RECORDS SHOWN:
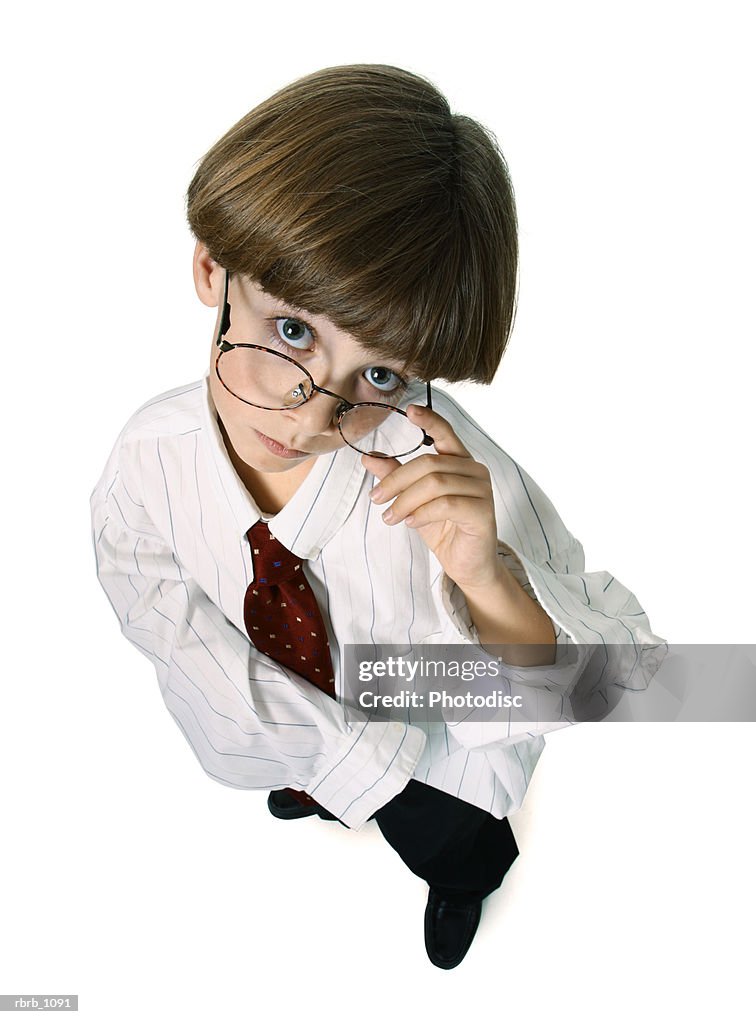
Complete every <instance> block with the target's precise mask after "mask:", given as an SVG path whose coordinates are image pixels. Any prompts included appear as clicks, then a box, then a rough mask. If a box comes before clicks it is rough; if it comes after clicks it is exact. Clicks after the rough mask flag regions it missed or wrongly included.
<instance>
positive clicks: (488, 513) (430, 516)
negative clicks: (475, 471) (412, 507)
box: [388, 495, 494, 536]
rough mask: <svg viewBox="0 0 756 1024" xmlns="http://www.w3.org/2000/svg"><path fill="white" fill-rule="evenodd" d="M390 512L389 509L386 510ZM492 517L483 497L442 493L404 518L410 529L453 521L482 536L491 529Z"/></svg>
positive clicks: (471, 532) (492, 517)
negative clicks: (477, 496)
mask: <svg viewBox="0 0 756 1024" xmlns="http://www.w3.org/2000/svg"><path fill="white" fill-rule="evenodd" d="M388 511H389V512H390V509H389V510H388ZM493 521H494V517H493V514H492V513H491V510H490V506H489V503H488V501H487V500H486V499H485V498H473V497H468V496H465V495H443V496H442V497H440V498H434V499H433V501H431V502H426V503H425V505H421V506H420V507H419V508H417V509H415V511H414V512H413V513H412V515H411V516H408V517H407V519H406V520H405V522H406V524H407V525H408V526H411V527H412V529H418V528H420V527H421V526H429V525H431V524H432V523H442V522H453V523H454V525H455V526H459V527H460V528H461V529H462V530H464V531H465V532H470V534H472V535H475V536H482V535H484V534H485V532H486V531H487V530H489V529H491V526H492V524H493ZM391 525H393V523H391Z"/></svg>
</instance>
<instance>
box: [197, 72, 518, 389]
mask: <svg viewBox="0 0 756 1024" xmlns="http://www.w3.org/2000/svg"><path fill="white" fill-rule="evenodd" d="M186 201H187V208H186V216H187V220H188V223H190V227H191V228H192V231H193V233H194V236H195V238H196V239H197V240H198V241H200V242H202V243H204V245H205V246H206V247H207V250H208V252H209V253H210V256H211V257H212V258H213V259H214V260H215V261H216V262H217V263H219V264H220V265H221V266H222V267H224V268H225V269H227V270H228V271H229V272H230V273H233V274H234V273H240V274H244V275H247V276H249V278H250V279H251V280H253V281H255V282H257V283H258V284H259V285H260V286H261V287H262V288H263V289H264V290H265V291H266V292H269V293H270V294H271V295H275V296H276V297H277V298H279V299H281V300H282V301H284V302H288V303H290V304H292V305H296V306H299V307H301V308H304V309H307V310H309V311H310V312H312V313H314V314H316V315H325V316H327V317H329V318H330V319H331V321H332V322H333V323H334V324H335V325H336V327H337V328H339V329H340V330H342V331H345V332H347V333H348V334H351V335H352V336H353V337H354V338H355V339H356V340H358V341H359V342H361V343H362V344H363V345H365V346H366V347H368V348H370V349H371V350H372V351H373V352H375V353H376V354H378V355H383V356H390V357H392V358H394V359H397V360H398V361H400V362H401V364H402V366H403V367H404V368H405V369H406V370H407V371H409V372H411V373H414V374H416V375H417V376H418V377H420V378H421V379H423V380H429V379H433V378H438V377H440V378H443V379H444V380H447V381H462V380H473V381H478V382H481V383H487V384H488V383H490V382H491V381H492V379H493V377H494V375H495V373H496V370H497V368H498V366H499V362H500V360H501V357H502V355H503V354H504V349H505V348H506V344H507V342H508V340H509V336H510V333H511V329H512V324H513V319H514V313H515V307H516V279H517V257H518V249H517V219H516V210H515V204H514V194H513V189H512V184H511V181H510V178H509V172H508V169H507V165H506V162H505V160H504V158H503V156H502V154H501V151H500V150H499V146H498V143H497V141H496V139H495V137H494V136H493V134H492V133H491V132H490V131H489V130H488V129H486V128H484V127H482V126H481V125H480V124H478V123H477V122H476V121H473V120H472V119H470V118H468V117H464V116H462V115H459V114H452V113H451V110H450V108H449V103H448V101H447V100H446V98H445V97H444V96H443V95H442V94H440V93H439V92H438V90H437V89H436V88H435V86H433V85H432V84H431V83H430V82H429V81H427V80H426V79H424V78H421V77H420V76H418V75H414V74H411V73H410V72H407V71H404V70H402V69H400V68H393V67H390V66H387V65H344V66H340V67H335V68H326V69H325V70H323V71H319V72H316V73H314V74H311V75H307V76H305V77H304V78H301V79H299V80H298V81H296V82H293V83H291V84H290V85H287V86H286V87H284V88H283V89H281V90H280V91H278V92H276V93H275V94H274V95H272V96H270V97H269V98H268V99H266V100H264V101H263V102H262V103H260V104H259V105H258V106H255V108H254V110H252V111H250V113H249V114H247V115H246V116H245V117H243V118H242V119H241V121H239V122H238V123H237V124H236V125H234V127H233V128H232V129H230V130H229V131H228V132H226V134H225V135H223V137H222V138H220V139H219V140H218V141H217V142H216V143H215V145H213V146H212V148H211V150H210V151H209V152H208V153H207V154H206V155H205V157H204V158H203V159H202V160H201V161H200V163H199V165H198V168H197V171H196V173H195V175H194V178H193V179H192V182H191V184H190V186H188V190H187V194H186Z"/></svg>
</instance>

EXERCISE DIRECTIONS: Set the records down again exactly, with no pictures.

RESULT FOR THIS EXERCISE:
Complete every <instance> block with the target's precise mask after "mask:", given as an SVG path whose coordinates are image pixels. Any prompts included appear as clicks, then a box, then a rough mask. If a box comes before clicks it is rough; if it comes after clicks it is exact. Clicks after the rough mask flag regions it missed or wrongly included.
<instance>
positive clicks: (488, 513) (430, 516)
negative clicks: (475, 471) (412, 507)
box: [388, 495, 494, 536]
rough mask: <svg viewBox="0 0 756 1024" xmlns="http://www.w3.org/2000/svg"><path fill="white" fill-rule="evenodd" d="M390 512L389 509L386 510ZM492 517L483 497L442 493L404 518L410 529L453 521L482 536L491 529Z"/></svg>
positive clicks: (471, 532) (492, 517)
negative clicks: (477, 496)
mask: <svg viewBox="0 0 756 1024" xmlns="http://www.w3.org/2000/svg"><path fill="white" fill-rule="evenodd" d="M388 511H389V512H390V509H389V510H388ZM493 521H494V517H493V514H492V513H491V510H490V506H489V503H488V501H487V500H486V499H485V498H473V497H468V496H465V495H443V496H442V497H440V498H434V499H433V501H431V502H426V503H425V505H421V506H420V507H419V508H417V509H415V511H414V512H413V513H412V515H411V516H408V517H407V519H406V520H405V522H406V524H407V525H408V526H411V527H412V529H418V528H420V527H421V526H429V525H431V524H432V523H442V522H453V523H454V525H455V526H459V527H460V528H461V529H462V530H464V531H465V532H470V534H472V535H475V536H482V535H484V534H485V532H486V531H487V530H489V529H491V526H492V524H493ZM391 525H393V523H391Z"/></svg>
</instance>
<instance>
box: [197, 72, 518, 389]
mask: <svg viewBox="0 0 756 1024" xmlns="http://www.w3.org/2000/svg"><path fill="white" fill-rule="evenodd" d="M186 201H187V208H186V216H187V220H188V223H190V227H191V228H192V231H193V233H194V236H195V238H196V239H197V240H198V241H200V242H202V243H204V245H205V246H206V247H207V250H208V252H209V253H210V256H211V257H212V258H213V259H214V260H215V261H216V262H217V263H219V264H220V265H221V266H222V267H224V268H225V269H227V270H228V271H229V272H230V273H233V274H234V273H240V274H244V275H247V276H249V278H250V279H251V280H253V281H255V282H257V283H258V284H259V285H260V286H261V287H262V288H263V289H264V290H265V291H266V292H269V293H270V294H271V295H275V296H276V297H277V298H279V299H281V300H282V301H284V302H288V303H290V304H292V305H296V306H299V307H301V308H304V309H307V310H309V311H310V312H312V313H314V314H316V315H325V316H327V317H329V318H330V319H331V321H332V322H333V323H334V324H335V325H336V327H337V328H339V329H340V330H342V331H345V332H347V333H348V334H351V335H352V336H353V337H354V338H355V339H356V340H358V341H359V342H361V343H362V344H363V345H365V346H366V347H368V348H370V349H371V350H372V351H373V352H375V353H376V354H378V355H383V356H390V357H392V358H394V359H397V360H398V361H400V362H401V364H402V366H403V367H404V368H405V369H406V370H407V371H409V372H411V373H414V374H416V375H417V376H418V377H420V378H421V379H423V380H429V379H433V378H438V377H440V378H443V379H444V380H447V381H462V380H473V381H478V382H481V383H487V384H488V383H490V382H491V381H492V379H493V377H494V375H495V373H496V370H497V368H498V366H499V362H500V360H501V357H502V355H503V354H504V349H505V348H506V344H507V342H508V340H509V336H510V333H511V329H512V324H513V319H514V313H515V307H516V279H517V257H518V249H517V219H516V210H515V204H514V194H513V189H512V184H511V181H510V178H509V172H508V169H507V165H506V162H505V160H504V158H503V156H502V154H501V151H500V150H499V146H498V143H497V141H496V139H495V137H494V136H493V134H492V133H491V132H490V131H489V130H488V129H486V128H484V127H482V126H481V125H480V124H478V123H477V122H476V121H473V120H472V119H470V118H468V117H464V116H462V115H459V114H452V113H451V110H450V108H449V103H448V101H447V100H446V98H445V97H444V96H443V95H442V94H440V93H439V92H438V90H437V89H436V88H435V86H433V85H432V84H431V83H430V82H429V81H427V80H426V79H424V78H421V77H420V76H418V75H414V74H411V73H410V72H407V71H404V70H402V69H400V68H393V67H390V66H387V65H344V66H340V67H335V68H326V69H325V70H323V71H319V72H316V73H314V74H311V75H307V76H305V77H304V78H301V79H299V80H298V81H296V82H293V83H291V84H290V85H287V86H286V87H284V88H283V89H281V90H280V91H278V92H276V93H275V94H274V95H272V96H270V97H269V98H268V99H266V100H264V101H263V102H262V103H260V104H259V105H258V106H255V108H254V110H252V111H250V113H249V114H247V115H246V116H245V117H243V118H242V119H241V121H239V122H238V123H237V124H236V125H234V127H233V128H232V129H230V130H229V131H228V132H226V134H225V135H223V137H222V138H220V139H219V140H218V141H217V142H216V143H215V145H213V146H212V148H211V150H210V151H209V152H208V153H207V154H206V155H205V157H204V158H203V159H202V160H201V161H200V163H199V165H198V168H197V171H196V173H195V175H194V178H193V179H192V182H191V184H190V186H188V190H187V194H186Z"/></svg>
</instance>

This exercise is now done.